— Begin PROVIDED RECORDS —
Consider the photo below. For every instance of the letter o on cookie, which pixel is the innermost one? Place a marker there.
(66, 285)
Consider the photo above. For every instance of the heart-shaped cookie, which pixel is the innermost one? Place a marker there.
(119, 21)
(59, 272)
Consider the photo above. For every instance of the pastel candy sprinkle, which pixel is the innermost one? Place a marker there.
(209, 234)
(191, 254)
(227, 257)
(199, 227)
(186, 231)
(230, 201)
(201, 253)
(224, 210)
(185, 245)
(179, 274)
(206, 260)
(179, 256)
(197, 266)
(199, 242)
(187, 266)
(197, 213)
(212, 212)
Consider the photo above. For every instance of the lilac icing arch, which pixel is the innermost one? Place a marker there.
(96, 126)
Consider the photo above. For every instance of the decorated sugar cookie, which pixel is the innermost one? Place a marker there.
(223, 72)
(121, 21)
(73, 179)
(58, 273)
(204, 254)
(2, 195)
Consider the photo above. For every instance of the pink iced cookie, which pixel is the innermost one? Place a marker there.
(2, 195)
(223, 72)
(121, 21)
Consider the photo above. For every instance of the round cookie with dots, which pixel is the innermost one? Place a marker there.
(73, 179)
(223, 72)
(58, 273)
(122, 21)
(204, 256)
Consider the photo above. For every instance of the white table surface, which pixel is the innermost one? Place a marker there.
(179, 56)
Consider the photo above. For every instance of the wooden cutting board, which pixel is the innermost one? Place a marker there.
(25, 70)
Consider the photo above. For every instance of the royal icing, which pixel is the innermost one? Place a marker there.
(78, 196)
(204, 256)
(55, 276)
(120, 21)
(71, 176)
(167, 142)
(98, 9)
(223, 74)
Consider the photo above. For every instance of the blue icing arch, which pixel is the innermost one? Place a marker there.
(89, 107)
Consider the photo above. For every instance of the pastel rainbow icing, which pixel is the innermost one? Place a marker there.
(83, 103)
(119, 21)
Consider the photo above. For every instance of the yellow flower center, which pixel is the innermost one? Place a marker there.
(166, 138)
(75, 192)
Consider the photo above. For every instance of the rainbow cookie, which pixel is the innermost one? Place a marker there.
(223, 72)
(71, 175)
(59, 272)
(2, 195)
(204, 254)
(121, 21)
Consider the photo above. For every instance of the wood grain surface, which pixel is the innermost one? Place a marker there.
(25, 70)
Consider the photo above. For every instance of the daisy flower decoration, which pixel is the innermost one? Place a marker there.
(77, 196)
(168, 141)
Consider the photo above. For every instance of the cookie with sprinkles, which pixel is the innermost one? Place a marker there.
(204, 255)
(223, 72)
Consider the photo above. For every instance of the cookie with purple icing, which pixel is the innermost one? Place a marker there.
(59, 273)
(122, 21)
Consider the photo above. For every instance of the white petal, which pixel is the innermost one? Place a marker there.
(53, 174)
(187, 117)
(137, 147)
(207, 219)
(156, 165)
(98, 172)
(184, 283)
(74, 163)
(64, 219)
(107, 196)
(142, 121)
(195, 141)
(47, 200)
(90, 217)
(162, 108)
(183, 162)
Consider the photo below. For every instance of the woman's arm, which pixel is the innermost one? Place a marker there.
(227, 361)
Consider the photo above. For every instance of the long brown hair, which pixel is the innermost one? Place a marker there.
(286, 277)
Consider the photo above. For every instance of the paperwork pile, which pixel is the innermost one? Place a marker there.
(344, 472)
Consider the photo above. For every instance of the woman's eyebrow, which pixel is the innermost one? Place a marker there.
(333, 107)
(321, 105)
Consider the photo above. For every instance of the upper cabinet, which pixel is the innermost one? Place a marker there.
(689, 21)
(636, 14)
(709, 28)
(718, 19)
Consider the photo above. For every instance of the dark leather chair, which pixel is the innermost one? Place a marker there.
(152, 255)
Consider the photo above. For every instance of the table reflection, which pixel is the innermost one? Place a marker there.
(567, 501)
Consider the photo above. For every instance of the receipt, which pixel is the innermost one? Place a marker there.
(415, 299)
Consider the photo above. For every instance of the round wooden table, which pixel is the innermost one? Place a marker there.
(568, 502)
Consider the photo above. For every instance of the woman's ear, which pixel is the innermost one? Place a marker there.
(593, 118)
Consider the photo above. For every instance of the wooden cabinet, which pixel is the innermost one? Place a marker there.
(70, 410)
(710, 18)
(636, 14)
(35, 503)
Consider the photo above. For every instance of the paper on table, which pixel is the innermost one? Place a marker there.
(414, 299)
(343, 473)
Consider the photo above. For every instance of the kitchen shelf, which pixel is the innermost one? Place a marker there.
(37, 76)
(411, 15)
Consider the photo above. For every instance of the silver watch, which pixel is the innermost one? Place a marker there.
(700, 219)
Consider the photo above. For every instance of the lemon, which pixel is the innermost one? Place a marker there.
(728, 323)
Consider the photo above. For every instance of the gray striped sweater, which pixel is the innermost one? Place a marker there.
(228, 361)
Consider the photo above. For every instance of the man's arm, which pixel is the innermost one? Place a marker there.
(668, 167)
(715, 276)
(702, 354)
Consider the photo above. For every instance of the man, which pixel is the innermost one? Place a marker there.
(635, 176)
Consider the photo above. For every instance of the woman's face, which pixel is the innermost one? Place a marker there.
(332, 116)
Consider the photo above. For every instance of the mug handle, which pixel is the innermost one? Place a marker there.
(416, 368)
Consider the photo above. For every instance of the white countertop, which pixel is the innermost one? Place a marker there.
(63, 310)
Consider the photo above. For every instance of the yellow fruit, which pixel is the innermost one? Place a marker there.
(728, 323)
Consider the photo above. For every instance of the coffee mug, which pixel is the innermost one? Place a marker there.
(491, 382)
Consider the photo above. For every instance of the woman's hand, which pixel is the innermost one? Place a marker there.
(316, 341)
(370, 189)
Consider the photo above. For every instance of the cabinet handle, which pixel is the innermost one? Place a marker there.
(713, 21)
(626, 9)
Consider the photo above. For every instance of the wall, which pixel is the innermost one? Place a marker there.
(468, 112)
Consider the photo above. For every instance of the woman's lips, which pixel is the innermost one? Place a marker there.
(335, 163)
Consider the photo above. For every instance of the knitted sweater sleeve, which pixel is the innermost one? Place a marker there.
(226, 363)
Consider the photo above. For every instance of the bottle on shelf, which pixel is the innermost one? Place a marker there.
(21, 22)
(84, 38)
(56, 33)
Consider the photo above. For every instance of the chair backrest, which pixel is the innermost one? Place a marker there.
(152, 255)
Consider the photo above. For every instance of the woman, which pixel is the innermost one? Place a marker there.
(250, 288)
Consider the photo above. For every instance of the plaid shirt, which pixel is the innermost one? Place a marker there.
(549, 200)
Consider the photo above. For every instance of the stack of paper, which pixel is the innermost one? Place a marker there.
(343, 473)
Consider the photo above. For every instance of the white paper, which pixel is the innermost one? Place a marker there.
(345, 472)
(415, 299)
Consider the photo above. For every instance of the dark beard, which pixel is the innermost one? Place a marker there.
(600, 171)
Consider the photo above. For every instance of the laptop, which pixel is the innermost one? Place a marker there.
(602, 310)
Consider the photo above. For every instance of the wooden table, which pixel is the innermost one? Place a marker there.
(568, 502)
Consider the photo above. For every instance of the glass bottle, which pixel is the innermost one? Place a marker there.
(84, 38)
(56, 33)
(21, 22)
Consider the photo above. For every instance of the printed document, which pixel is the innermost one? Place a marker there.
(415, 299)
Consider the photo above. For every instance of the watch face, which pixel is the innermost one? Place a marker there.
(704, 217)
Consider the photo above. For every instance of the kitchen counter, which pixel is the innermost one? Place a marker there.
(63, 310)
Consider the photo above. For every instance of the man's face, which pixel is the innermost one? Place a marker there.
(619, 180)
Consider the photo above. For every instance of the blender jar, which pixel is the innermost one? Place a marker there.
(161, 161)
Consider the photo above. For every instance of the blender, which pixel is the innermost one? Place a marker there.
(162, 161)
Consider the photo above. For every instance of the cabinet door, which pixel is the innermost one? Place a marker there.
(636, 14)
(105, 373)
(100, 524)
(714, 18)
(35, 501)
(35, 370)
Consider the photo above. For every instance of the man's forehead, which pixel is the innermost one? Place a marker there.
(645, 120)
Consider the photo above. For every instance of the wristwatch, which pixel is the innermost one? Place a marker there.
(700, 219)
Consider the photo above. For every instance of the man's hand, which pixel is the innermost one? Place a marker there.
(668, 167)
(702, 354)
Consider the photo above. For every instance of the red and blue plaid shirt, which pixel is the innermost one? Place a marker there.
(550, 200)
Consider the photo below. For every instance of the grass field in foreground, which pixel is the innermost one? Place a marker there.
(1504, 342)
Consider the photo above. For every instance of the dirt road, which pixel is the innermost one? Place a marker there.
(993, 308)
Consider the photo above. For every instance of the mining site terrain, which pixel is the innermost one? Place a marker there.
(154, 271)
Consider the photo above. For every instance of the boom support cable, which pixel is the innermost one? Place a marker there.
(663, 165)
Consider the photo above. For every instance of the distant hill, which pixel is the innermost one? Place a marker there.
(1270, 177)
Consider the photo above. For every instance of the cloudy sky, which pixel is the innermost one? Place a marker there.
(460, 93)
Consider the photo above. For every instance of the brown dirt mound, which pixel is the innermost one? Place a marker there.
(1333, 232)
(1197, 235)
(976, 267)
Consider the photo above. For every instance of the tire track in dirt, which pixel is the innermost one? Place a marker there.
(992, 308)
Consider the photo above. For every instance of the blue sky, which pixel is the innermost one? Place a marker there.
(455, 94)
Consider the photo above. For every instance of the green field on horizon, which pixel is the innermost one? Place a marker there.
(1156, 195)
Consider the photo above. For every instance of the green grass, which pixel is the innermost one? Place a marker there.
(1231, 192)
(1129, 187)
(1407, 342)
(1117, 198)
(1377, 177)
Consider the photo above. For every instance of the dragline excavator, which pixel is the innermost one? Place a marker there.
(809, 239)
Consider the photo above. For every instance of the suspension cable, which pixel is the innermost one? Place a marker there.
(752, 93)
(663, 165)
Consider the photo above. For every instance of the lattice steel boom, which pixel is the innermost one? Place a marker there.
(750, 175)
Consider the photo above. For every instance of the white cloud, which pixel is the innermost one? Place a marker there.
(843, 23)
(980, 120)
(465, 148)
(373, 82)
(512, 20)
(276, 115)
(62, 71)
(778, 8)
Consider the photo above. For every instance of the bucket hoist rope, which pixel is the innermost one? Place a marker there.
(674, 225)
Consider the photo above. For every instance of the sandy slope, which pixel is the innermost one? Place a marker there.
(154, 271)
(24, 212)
— End PROVIDED RECORDS —
# INSTRUCTIONS FOR THE TASK
Scale the entries from the line with "Consider the photo above. For every instance of the cloudy" up to and including the line with "(1377, 177)": write out every line again, including those without coordinates, and multiply each coordinate by 0.35, rounding to whole numbers with halves going up. Keep all other wording unchanged.

# WRITTEN RESPONSE
Consider the photo above. For every instance of the cloudy sky, which pixel is the innermost one? Place a marker there.
(161, 33)
Consider the photo above. For every instance of the brown dirt mound, which pixel is the innermost one? Place a marker there.
(467, 81)
(419, 82)
(342, 93)
Consider the photo above. For every instance of the tire track in dirt, which pixel is the innermost one? Place a marker there.
(347, 108)
Consider the photo above. For every instance of the blue sky, which pixel is the innermost one? Place a marker there.
(159, 33)
Consider the photo above. For every instance of the green field on horizon, which pixel is the innermost one? Place a marker there.
(405, 68)
Consider the photo above. For every instance of the green grass, which pixel is the innermost one? Place a marker there.
(431, 67)
(395, 65)
(492, 120)
(391, 69)
(482, 62)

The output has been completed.